Цитируемый отрывок>

По тому, как с первой встречи, быстро, точно Бауэр рассмотрел в пришедшей буквально с улицы молодой женщине свою исполнительницу, можно предположить, что он ждал такую. Так он подарил русскому экрану первую кинозвезду, а с нею целую тему, определенный женский тип, незабываемое лицо Серебряного века. Вера Холодная стала любимой моделью Бауэра. Пока их не разлучил ее уход на кинофабрику Д. Харитонова, он снял ее в шести фильмах. Это всегда был один и тот же образ — жертва греховной страсти, безжалостного рока, коварного соблазнителя, неспособная сопротивляться, летящая навстречу гибели, как мотылек на огонь.

Есть в Русской природе усталая нежность,

Безмолвная боль затаенной печали,

Безвыходность горя, безгласность, безбрежность,

Холодная высь, уходящие дали.

К. Бальмонт

В стихотворении 1903 года «Безгласность» поэт предсказал появление на экране подобного женского образа и даже закодировал наименование лица этой женщины — Холодная («Холодная высь»).

Судьба подарила Вере Васильевне Левченко фамилию, похожую на изысканный псевдоним. Разумеется, она об этом не думала, когда семнадцатилетняя, только что закончившая гимназию, стала женой молодого юриста Владимира Холодного. В кинематограф она пришла, что называется, «с улицы», актерскому искусству не училась, до этого на сцене не выступала, но атмосфера искусства, творческая среда окружали ее смолоду.

Ей оставалось одно — быть собой. Но Холодная не играла себя, она была в жизни другой. Живая, общительная, непосредственная. Танцевала без устали, играла в теннис, каталась на коньках, гоняла с мужем-автолюбителем на машине. Заботливая дочь и сестра, любящая жена, нежная мать. Каждый раз перед фото- и кинокамерой она преображалась. На многочисленных постановочных фотографиях она — законодательница мод, роскошная женщина в дорогих модных нарядах, изысканных шляпах, летящих туниках, тяжело текущих шелках. В жизни она одевалась просто, со вкусом, но не броско, предпочитала носить черное. Обожаемую миллионами, раскупавшими огромные тиражи ее фотооткрыток, Холодную не узнавали на улицах.

Перед камерой она не играла, она передавала ей определенные состояния — мимикой, жестом, склоненной головой, опущенными плечами, напряженной спиной, безвольно упавшими вдоль тела руками. Органичная, пластичная, легко схватывающая режиссерские подсказки и замечания, отлично чувствующая взгляд кинокамеры, Холодная работала как кинематографическая исполнительница. Бауэр тонко чувствовал силу, магию, красоту такого исполнения. Он любил повторять: «Для нас главное уметь быть красивым». Он даже имел смелость красоту поставить впереди правды. Ведь для него красота была не застывшим мертвым совершенством внешних форм и черт, а живой пульсирующей энергией лица и фигуры Веры Холодной.

Данные для анализа>

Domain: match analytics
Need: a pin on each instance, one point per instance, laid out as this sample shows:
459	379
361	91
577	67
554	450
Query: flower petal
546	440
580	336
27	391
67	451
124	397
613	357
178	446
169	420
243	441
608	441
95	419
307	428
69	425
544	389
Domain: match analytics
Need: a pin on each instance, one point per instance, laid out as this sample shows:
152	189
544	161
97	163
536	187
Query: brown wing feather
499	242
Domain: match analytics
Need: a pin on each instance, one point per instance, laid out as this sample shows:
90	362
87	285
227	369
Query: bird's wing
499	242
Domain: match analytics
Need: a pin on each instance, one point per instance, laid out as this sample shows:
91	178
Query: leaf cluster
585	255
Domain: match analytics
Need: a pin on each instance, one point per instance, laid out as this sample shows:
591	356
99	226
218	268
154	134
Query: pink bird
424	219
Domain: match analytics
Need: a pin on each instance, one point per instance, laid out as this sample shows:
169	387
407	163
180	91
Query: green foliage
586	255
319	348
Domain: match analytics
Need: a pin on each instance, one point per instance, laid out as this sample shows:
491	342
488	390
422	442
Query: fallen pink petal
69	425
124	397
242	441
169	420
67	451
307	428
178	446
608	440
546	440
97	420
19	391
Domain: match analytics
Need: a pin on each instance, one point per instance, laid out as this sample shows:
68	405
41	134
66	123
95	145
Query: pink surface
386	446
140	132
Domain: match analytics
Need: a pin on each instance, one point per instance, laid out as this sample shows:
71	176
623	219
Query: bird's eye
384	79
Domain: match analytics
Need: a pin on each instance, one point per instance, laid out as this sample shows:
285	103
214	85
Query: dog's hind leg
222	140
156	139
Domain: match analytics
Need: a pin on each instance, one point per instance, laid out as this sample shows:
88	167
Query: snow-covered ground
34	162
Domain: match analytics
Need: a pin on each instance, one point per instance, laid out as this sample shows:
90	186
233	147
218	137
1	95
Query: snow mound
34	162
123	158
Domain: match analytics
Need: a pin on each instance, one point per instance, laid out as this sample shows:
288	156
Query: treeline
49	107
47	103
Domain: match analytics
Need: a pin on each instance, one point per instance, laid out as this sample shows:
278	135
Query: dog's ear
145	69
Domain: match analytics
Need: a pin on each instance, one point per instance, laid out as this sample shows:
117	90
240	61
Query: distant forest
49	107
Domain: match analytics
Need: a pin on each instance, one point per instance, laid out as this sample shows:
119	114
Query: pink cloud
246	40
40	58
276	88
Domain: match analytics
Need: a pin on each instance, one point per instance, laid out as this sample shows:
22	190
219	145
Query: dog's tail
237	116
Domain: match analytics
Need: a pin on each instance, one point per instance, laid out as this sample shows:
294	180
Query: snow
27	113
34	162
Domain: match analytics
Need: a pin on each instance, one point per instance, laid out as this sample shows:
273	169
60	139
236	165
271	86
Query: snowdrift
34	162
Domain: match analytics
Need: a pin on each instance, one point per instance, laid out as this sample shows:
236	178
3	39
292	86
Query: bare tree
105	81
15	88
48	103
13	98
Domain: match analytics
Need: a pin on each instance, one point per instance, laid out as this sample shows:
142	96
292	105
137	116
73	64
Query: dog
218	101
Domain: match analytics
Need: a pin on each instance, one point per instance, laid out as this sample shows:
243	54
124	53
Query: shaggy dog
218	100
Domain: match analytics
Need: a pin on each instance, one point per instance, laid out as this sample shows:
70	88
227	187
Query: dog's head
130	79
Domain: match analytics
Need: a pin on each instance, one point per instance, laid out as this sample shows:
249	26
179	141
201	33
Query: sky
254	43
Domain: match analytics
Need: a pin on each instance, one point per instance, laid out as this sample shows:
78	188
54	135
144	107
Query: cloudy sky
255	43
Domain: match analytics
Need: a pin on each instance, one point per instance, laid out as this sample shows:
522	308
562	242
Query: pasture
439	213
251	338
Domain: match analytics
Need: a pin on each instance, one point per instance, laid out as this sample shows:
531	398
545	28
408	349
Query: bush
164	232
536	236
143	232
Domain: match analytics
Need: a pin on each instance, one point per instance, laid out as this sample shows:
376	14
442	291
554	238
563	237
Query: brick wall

Задание>
Можете повторить слово в слово часть отрывка о Вере Холодной, начиная со слов «В стихотворении 1903» и заканчивая словами «окружали ее смолоду.»?

Ответ>
В стихотворении 1903 года «Безгласность» поэт предсказал появление на экране подобного женского образа и даже закодировал наименование лица этой женщины — Холодная («Холодная высь»).

Судьба подарила Вере Васильевне Левченко фамилию, похожую на изысканный псевдоним. Разумеется, она об этом не думала, когда семнадцатилетняя, только что закончившая гимназию, стала женой молодого юриста Владимира Холодного. В кинематограф она пришла, что называется, «с улицы», актерскому искусству не училась, до этого на сцене не выступала, но атмосфера искусства, творческая среда окружали ее смолоду.